Photo-based point labeling data:
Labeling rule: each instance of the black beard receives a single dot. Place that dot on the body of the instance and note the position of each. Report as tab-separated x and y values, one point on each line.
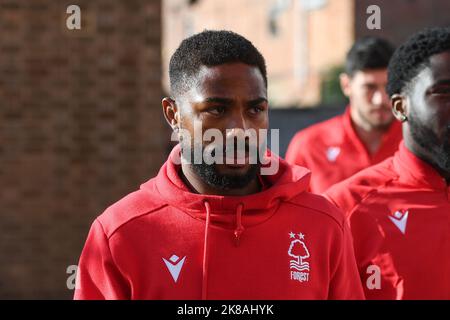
210	175
428	140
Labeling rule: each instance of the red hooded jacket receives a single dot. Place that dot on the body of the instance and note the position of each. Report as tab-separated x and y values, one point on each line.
399	213
165	242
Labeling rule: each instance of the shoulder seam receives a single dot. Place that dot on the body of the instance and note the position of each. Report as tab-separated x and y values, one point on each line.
369	194
322	212
134	218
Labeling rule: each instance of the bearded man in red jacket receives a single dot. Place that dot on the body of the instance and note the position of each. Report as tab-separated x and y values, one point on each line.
204	228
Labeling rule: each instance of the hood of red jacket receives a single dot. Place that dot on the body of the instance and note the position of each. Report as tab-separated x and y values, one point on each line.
288	182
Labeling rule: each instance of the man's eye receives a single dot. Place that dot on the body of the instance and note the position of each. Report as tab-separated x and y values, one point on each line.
216	110
256	109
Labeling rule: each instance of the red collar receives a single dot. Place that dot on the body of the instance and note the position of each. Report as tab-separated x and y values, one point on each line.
414	170
391	135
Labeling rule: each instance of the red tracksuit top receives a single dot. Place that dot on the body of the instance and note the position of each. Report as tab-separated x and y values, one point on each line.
399	213
165	242
333	151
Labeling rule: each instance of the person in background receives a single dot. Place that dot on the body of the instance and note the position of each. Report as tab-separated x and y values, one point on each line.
365	134
399	210
201	230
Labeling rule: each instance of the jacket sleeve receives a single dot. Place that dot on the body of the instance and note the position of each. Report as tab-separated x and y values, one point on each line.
98	277
345	282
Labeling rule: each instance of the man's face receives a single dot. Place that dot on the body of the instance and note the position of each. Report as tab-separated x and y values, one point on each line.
226	97
368	98
429	110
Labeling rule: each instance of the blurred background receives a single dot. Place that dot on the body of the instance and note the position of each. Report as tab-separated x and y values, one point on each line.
80	116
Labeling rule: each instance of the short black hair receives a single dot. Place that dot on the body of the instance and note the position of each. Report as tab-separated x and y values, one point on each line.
211	48
368	53
413	55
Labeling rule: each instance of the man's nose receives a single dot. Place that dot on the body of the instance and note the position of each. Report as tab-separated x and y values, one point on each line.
237	121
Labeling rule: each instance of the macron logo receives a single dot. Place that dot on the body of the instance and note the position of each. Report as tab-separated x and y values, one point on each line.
174	264
399	218
332	153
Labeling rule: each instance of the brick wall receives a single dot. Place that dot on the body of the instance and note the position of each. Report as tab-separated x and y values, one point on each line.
80	126
401	18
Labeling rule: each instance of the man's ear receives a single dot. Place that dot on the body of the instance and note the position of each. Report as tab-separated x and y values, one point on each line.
344	80
399	107
171	113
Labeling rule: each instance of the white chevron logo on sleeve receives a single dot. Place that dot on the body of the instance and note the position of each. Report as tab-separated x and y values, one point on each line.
400	218
174	266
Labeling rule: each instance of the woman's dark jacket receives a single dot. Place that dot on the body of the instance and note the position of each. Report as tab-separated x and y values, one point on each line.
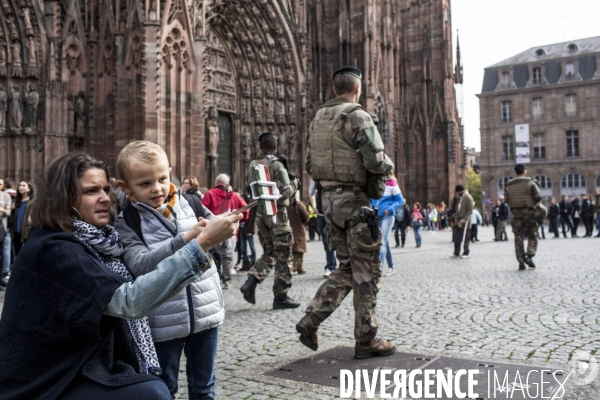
52	325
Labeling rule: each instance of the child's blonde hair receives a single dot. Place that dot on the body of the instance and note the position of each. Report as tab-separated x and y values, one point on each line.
138	151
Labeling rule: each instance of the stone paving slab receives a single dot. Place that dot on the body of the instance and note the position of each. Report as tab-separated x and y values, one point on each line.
481	307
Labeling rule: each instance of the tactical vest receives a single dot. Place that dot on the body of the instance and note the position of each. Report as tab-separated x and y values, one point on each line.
282	202
332	157
518	193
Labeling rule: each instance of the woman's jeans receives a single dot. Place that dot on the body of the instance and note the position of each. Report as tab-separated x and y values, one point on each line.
386	223
418	232
200	351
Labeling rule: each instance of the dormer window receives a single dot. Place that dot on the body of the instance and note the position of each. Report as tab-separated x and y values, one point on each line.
536	75
505	79
569	71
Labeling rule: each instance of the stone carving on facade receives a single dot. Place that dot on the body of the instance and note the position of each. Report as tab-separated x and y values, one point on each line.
16	58
3	101
213	132
258	118
246	146
15	111
269	111
32	99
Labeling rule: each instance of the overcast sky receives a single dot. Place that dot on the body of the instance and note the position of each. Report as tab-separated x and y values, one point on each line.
493	30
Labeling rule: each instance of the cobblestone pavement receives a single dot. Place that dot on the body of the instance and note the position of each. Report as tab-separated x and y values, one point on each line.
481	307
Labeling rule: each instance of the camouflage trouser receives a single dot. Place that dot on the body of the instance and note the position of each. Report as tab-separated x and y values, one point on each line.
359	265
523	221
276	240
298	264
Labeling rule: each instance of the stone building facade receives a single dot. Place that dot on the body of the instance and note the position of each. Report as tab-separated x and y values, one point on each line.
555	89
203	78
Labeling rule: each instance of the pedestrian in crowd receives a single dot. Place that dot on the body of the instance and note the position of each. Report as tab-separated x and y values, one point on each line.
5	242
159	221
463	205
219	200
587	214
597	211
315	192
74	321
190	185
402	222
276	236
575	215
523	194
313	227
476	220
359	150
443	216
387	205
553	216
298	215
432	216
24	194
495	211
416	221
503	214
565	215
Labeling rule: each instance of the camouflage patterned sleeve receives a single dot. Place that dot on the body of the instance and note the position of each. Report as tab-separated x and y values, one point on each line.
282	179
366	136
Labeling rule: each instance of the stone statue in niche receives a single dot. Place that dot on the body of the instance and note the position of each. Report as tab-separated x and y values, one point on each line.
15	111
32	99
282	143
246	146
269	90
80	114
213	132
3	100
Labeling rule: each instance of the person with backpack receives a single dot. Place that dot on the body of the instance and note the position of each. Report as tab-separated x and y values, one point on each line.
160	221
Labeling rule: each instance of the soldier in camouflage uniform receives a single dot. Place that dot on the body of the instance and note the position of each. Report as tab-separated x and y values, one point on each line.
275	237
343	147
522	195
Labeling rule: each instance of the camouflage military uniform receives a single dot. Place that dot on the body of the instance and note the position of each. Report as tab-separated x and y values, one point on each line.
349	235
522	195
275	237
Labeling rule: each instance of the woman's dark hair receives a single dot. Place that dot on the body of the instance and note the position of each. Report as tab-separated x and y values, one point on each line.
19	196
60	191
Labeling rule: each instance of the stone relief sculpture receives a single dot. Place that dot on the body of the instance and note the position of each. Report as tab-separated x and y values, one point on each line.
246	146
32	99
3	100
79	106
15	111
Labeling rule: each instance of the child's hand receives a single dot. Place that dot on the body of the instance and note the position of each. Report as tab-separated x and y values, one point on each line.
196	230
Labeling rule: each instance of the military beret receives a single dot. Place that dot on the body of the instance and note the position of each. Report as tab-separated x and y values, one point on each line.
267	134
349	70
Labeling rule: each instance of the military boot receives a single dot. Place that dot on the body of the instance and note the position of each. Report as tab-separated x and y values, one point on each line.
248	289
307	328
527	260
282	301
376	348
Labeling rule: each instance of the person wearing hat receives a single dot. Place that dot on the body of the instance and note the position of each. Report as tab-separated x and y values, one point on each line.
343	146
462	204
523	195
275	237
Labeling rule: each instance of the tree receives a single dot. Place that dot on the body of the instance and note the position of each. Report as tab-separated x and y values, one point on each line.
474	187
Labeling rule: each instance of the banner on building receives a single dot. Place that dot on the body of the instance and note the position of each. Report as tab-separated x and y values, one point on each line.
522	152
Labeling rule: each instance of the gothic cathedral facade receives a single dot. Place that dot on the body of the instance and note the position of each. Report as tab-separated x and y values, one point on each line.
203	78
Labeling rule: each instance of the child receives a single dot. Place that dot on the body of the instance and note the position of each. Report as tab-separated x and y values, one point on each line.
166	221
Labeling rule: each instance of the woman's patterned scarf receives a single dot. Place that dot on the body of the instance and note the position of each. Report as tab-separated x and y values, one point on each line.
106	242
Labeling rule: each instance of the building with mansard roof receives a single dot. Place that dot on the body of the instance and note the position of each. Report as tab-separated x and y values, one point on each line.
202	78
554	91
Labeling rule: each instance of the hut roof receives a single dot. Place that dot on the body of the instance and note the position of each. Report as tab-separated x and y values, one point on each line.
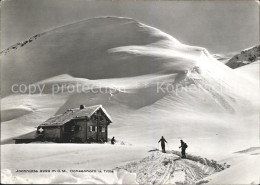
76	113
30	135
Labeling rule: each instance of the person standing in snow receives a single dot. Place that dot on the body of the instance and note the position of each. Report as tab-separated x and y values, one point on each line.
113	140
163	141
183	147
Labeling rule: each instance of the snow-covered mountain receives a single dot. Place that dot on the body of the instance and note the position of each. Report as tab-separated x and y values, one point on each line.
245	57
150	83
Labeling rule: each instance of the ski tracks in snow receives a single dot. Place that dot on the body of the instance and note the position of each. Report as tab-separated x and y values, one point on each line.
161	168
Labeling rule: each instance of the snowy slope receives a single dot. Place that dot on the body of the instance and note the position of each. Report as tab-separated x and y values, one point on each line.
212	107
244	169
250	71
246	56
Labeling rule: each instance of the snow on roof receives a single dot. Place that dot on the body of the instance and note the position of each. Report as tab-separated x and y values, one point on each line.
76	113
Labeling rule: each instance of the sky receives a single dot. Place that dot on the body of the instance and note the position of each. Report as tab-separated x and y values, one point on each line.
219	26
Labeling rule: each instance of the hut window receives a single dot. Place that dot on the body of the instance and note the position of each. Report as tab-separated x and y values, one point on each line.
72	128
93	128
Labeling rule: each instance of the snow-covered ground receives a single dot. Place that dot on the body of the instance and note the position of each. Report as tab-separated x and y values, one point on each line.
150	84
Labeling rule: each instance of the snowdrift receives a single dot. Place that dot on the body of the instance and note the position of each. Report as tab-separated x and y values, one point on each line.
150	83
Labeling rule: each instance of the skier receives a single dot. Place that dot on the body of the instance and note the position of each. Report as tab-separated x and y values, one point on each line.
183	149
162	140
113	140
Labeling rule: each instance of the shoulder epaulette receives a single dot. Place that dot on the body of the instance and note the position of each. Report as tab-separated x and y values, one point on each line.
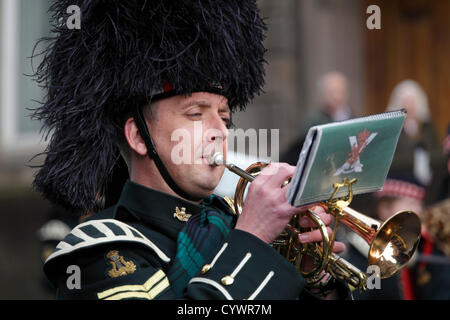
97	232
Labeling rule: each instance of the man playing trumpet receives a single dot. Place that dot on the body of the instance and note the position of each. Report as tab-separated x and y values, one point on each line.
123	84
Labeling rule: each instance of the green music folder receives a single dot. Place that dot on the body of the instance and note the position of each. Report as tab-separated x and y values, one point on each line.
360	148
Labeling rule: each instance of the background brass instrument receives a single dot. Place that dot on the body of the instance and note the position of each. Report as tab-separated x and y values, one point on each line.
392	243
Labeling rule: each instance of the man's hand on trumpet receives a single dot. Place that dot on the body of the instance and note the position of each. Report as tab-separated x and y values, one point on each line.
266	211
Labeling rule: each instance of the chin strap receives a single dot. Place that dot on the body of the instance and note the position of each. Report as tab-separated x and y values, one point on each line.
151	152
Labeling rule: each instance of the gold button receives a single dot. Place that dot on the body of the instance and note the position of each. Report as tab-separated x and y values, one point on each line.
227	280
206	268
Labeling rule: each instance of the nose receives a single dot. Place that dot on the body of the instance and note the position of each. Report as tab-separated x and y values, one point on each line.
217	131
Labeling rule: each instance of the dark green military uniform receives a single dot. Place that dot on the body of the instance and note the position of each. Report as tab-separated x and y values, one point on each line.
125	252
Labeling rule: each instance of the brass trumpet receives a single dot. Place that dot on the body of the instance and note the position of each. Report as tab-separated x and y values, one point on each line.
392	243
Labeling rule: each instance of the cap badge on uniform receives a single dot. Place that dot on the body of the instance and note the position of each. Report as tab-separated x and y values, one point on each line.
120	267
181	214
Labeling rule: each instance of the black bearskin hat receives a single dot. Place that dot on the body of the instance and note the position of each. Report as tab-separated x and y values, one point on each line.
125	52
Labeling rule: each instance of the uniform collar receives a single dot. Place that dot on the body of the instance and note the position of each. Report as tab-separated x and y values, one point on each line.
153	207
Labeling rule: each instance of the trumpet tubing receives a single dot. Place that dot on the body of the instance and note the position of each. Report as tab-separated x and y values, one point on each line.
392	243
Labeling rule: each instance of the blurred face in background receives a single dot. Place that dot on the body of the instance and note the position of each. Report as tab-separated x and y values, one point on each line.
389	206
334	92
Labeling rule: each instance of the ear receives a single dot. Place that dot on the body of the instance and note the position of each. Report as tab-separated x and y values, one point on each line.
134	138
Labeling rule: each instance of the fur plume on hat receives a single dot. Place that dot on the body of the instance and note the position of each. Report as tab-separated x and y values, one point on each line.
125	51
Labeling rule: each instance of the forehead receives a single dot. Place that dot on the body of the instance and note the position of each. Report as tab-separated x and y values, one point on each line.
182	102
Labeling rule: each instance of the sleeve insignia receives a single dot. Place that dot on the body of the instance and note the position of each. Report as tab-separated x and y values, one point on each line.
120	267
181	214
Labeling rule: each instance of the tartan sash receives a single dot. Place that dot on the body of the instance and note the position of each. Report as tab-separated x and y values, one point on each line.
199	239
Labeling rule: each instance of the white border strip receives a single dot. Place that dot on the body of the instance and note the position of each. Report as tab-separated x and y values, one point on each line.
262	285
214	284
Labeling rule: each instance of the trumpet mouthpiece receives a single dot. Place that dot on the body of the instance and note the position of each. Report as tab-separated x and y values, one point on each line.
216	159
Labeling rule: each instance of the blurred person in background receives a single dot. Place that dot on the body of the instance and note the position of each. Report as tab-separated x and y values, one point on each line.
427	276
418	150
333	94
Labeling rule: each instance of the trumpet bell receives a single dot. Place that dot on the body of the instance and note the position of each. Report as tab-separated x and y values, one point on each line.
395	243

**TASK**
Repeat exactly the lines from the one containing "Labeling rule: each instance of the blurred person" through the last line of the records above, both included, and nothing else.

**PROBLEM SOLUTION**
Labeling rule: each instance of the blurred person in background receives a single dot. Place that dot on the body of the instance and note the position of each. Report as tab-separated x and y values, one point on each line.
427	276
418	150
333	94
Labeling rule: each instance of the trumpet bell receives a single dot. Place that dot on the body of the instance and note the position of each. Report as tab-separated x and y values, one point on each line.
395	243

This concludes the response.